_RAW DATA:_
%%
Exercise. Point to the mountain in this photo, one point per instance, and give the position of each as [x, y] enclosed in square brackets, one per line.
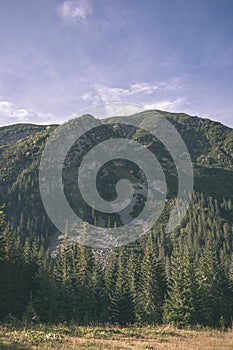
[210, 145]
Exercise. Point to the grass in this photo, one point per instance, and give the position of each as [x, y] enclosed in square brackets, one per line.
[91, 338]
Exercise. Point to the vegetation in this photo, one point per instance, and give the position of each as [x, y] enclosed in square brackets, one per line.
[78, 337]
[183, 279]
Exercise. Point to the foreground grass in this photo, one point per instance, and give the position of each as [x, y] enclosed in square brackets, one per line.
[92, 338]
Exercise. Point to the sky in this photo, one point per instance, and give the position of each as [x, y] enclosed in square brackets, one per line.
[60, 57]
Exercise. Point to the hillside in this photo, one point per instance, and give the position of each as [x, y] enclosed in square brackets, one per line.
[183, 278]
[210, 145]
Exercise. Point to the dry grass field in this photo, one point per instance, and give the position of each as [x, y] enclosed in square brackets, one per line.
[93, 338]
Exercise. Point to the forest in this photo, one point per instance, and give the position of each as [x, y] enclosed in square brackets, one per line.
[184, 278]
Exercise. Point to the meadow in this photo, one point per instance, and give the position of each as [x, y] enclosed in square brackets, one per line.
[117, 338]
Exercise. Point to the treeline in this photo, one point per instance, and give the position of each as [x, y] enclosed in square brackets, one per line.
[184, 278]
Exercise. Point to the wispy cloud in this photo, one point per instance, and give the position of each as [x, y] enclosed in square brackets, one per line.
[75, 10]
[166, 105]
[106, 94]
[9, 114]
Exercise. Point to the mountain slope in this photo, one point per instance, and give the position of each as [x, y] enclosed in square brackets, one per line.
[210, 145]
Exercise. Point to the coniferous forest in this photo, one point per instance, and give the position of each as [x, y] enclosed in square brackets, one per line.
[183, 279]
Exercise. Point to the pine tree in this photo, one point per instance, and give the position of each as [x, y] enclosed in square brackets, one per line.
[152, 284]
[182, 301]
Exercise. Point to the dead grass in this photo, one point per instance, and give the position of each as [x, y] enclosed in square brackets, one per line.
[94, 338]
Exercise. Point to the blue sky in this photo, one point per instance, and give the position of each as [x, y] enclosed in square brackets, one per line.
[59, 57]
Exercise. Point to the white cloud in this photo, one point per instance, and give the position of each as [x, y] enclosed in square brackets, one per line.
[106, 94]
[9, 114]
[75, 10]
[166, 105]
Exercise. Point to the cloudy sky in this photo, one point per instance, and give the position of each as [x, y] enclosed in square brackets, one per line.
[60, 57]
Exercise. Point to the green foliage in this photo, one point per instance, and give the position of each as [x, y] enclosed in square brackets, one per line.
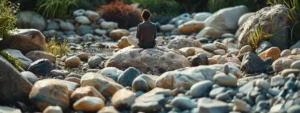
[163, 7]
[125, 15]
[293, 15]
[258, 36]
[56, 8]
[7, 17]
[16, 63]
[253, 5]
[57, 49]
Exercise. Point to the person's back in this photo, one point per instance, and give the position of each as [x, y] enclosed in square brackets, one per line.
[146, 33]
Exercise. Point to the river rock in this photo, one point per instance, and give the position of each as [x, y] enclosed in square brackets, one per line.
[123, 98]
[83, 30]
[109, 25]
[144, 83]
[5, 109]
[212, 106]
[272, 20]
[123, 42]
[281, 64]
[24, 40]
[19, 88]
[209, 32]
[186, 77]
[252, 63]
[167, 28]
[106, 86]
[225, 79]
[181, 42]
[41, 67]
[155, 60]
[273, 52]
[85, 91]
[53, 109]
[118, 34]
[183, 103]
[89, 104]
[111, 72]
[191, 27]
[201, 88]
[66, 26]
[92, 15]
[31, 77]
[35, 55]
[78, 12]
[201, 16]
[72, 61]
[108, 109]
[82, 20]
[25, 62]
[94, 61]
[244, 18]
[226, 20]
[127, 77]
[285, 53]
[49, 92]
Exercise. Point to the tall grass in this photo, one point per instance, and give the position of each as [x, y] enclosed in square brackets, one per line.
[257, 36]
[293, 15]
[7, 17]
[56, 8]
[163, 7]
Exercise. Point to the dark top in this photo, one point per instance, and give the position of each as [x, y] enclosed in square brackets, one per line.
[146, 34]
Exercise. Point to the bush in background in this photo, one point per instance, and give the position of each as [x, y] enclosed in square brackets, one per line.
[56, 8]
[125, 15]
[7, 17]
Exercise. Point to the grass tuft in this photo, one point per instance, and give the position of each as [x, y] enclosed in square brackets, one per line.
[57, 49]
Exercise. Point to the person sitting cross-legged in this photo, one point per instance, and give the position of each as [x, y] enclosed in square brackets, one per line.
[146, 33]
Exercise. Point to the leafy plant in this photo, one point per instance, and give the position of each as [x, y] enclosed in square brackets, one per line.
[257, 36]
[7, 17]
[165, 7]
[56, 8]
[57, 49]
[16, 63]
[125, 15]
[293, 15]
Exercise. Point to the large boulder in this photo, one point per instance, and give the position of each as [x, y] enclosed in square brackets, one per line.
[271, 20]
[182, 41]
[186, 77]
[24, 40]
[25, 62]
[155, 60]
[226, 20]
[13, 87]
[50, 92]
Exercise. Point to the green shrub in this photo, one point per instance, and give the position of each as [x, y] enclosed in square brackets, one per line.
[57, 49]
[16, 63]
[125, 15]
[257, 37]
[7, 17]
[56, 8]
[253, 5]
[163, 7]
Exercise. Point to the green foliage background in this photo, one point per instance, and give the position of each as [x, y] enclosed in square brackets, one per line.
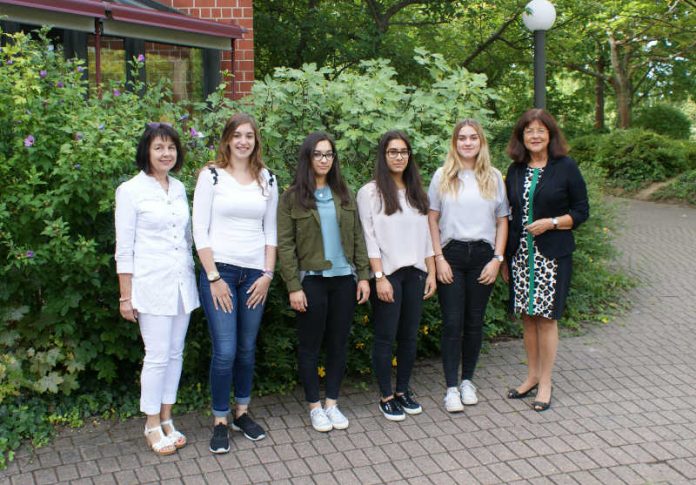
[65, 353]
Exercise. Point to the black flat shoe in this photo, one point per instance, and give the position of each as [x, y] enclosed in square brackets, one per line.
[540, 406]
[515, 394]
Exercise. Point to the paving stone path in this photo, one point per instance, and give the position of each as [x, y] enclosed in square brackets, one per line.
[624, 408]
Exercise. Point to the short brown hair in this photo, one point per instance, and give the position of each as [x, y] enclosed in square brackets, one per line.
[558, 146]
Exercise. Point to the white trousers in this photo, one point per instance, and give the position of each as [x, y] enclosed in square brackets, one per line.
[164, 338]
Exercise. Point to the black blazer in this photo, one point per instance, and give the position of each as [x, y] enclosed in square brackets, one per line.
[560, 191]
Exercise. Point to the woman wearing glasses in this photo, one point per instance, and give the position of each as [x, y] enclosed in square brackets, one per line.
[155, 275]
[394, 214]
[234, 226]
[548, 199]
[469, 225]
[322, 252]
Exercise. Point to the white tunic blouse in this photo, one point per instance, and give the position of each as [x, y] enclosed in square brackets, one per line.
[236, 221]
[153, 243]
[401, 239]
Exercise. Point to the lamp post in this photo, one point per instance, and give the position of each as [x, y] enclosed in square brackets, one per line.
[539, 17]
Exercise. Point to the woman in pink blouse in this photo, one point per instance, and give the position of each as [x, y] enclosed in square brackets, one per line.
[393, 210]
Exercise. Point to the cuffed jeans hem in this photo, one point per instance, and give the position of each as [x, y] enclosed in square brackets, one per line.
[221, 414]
%%
%%
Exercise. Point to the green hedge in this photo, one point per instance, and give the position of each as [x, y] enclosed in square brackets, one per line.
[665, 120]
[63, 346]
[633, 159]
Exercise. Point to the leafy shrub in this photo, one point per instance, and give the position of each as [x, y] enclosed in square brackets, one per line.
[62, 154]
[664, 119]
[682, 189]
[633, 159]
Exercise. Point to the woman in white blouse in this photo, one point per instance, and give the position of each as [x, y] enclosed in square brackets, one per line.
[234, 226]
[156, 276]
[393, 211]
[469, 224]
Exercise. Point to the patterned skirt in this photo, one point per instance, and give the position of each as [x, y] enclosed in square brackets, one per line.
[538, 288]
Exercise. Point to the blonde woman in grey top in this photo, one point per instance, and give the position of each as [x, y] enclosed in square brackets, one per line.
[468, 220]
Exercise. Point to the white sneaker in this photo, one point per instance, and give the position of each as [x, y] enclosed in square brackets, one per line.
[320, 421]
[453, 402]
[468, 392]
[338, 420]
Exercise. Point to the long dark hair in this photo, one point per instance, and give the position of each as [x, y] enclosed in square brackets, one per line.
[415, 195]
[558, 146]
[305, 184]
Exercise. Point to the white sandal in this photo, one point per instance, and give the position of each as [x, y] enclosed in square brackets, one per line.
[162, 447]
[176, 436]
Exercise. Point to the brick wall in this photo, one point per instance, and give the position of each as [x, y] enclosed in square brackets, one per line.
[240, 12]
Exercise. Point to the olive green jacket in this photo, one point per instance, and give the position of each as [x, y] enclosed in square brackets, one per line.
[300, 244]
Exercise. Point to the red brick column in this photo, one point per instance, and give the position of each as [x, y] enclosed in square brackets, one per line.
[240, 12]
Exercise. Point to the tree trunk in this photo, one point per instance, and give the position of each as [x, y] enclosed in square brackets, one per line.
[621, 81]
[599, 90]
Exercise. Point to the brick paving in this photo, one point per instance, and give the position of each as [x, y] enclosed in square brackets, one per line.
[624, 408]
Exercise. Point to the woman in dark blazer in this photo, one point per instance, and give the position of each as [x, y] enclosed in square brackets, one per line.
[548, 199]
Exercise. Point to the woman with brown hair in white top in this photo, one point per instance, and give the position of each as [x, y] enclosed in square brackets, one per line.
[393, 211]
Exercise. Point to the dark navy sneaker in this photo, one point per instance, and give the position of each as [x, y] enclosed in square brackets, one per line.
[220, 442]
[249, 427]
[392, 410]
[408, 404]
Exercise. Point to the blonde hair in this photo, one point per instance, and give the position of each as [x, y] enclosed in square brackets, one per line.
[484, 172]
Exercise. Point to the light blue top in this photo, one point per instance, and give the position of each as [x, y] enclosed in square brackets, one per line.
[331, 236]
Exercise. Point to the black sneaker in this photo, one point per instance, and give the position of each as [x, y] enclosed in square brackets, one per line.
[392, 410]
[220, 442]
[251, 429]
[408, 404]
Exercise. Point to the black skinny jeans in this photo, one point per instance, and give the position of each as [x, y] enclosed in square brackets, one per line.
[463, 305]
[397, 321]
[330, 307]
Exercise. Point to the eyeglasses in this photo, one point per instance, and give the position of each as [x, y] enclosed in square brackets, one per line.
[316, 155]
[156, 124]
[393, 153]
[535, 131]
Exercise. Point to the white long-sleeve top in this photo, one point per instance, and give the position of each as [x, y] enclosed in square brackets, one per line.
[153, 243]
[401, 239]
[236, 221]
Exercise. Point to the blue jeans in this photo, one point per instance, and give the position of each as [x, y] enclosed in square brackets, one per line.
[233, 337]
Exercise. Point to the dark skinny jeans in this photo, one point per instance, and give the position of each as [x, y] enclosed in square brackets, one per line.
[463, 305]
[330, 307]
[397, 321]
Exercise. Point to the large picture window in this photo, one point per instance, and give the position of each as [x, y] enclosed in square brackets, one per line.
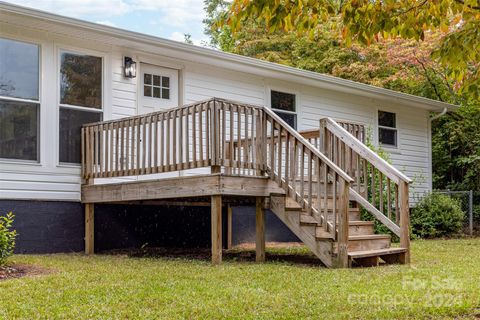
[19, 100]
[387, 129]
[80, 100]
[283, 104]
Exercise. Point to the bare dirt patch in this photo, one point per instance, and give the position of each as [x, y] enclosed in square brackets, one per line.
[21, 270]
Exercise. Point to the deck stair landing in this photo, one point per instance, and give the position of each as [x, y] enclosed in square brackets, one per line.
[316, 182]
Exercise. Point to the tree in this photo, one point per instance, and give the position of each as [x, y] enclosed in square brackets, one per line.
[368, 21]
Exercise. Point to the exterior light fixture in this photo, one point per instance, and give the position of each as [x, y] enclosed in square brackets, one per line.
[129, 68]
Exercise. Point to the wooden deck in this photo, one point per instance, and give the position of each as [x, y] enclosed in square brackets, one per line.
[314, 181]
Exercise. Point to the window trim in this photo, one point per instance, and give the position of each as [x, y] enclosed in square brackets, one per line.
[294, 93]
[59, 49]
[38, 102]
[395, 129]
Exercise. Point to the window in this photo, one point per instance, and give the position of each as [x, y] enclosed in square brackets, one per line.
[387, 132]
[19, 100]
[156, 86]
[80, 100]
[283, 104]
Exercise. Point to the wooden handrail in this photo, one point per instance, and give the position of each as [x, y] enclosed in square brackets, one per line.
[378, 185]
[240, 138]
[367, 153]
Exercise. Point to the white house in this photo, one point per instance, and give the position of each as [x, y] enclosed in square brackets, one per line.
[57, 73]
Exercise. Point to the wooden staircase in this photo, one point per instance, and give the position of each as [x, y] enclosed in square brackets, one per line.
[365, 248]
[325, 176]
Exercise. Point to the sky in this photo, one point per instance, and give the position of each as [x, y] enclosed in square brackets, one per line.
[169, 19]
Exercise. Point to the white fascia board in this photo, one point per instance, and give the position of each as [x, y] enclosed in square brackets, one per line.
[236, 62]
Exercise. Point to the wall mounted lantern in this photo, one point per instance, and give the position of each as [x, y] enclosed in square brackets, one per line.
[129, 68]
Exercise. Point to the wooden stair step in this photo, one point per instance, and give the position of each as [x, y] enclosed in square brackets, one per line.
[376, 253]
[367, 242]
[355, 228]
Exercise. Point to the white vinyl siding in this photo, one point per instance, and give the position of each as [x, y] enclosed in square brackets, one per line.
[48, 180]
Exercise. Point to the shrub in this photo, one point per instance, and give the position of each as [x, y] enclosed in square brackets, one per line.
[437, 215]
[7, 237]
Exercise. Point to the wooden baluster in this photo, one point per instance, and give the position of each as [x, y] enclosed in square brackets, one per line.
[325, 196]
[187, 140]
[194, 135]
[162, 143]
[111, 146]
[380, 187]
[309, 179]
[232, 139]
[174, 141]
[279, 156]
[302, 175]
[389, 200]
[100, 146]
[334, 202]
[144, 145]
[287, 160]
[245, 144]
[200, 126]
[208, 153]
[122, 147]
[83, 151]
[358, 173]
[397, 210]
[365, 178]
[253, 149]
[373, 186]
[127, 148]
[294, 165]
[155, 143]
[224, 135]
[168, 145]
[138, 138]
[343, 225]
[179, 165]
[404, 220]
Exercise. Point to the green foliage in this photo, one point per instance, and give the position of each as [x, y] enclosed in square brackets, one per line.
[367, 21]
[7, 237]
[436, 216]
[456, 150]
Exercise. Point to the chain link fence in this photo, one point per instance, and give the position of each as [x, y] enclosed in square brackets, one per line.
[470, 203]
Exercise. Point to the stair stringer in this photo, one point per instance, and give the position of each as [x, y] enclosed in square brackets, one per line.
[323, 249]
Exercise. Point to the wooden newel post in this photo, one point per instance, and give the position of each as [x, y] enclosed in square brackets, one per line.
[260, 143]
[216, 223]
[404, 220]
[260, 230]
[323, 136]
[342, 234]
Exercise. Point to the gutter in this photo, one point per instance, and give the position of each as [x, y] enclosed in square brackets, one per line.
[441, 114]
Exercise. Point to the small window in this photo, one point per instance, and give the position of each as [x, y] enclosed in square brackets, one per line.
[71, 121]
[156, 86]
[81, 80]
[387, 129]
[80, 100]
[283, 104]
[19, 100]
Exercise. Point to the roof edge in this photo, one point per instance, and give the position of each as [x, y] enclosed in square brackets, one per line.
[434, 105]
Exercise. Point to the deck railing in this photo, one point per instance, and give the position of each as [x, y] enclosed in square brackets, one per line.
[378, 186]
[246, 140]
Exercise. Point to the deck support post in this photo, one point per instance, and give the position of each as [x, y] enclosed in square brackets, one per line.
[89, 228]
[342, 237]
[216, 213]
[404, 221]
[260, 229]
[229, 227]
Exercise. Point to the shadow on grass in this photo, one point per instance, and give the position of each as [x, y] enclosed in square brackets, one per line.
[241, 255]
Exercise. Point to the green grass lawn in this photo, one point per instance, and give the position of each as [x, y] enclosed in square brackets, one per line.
%%
%%
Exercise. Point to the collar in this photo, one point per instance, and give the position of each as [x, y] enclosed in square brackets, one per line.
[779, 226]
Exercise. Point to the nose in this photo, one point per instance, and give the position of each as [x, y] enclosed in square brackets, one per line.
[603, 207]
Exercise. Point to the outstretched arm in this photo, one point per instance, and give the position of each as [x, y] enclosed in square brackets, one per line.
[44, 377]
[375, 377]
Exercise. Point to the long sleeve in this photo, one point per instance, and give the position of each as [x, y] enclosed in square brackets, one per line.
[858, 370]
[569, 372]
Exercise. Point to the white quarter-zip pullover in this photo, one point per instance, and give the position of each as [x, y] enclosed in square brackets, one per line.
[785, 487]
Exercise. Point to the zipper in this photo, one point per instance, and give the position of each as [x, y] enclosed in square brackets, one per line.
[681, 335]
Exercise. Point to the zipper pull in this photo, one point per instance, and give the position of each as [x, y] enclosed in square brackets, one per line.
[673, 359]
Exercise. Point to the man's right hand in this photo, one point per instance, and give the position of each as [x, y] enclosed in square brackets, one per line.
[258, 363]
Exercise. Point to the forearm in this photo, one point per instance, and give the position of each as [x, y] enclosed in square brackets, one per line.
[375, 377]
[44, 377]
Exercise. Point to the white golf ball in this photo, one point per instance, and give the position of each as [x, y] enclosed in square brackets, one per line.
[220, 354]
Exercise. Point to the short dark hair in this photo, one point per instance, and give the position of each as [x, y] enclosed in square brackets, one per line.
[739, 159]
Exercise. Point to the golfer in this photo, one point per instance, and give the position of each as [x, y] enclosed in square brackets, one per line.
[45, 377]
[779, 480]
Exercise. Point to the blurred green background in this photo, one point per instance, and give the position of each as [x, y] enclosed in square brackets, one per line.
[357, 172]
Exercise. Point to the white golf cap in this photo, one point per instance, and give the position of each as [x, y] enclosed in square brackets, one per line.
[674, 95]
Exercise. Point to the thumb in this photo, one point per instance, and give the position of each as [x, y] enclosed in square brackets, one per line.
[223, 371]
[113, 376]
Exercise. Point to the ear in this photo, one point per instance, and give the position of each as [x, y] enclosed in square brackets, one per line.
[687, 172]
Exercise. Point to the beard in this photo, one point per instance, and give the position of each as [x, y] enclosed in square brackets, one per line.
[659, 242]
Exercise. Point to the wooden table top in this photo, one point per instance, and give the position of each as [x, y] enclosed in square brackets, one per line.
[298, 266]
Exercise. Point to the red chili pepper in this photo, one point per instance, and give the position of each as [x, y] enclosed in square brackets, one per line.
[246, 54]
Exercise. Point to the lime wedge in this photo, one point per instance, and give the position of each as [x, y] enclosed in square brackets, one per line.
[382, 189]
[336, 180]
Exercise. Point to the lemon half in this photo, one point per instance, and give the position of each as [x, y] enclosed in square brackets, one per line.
%%
_EXERCISE DESCRIPTION:_
Add 94 to every coordinate value in the answers and reproduce all lines starting at the line containing "Exercise. Point to the deck support" and ending at the line containing "Exercise. Point to the green grass", requests included. Leave every other line out.

_SOLUTION FOR THIS EXERCISE:_
Exercise. Point to the deck support post in this photo, one point per instance, and give the position of each as [x, y] enclosed in square brackets, one per line.
[183, 322]
[436, 331]
[310, 307]
[498, 315]
[354, 323]
[323, 321]
Exercise. Point to the shadow on grass in this photo, one point per instance, and give the position of each as [x, y] enclosed in square brackets, one per line.
[335, 349]
Exercise. Point to the green grass lawn in this photo, one point per instance, and give the position of each as [x, y] enclosed in square brackets, one per line.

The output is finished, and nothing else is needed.